◆ **EXERCISE DESCRIPTION**
Up to and including the line with "# holes follow the even-odd rule", copy the records below exactly from their first line.

Collected data
--------

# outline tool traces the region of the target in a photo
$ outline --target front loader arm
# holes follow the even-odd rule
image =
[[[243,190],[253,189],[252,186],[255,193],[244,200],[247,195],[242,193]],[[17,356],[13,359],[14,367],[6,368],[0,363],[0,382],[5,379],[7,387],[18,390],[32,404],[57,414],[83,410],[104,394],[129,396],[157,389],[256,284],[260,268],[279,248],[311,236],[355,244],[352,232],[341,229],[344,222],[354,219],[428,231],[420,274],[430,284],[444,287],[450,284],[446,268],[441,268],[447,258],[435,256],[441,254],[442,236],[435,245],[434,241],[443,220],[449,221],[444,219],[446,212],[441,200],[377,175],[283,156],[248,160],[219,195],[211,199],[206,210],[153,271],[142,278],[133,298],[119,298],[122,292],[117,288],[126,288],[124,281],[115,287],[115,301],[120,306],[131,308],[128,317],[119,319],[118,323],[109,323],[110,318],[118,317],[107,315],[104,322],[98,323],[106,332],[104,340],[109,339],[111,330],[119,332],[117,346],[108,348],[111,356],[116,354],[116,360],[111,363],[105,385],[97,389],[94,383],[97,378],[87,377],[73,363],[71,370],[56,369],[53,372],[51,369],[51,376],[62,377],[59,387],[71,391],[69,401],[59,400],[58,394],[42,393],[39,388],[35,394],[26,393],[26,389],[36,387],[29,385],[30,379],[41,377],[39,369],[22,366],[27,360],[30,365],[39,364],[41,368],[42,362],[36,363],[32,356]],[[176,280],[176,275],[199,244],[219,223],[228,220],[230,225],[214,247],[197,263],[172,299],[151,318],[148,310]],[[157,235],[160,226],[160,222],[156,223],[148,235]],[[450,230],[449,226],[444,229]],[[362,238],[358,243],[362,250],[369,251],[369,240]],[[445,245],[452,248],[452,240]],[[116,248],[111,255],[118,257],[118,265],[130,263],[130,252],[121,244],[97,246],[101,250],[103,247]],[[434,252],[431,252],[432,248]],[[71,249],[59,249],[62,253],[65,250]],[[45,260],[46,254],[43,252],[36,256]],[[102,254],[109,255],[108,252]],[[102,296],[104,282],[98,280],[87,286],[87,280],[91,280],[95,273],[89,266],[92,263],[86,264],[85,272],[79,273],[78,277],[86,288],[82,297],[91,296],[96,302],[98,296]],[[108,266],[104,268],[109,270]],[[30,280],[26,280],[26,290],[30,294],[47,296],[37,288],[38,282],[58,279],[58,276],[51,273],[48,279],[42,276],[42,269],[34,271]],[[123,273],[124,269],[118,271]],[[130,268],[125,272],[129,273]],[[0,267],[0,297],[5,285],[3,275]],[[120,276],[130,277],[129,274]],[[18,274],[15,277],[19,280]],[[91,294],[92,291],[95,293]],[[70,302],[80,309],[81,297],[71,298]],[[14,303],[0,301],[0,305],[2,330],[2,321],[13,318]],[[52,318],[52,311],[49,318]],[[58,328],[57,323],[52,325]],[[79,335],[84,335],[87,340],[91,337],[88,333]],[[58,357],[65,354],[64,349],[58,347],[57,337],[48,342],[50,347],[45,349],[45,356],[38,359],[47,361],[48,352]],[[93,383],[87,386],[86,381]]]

--------

◆ **RESULT OF THIS TASK**
# outline tool traces the region of the target in a photo
$ outline --target front loader arm
# holes follow the even-odd rule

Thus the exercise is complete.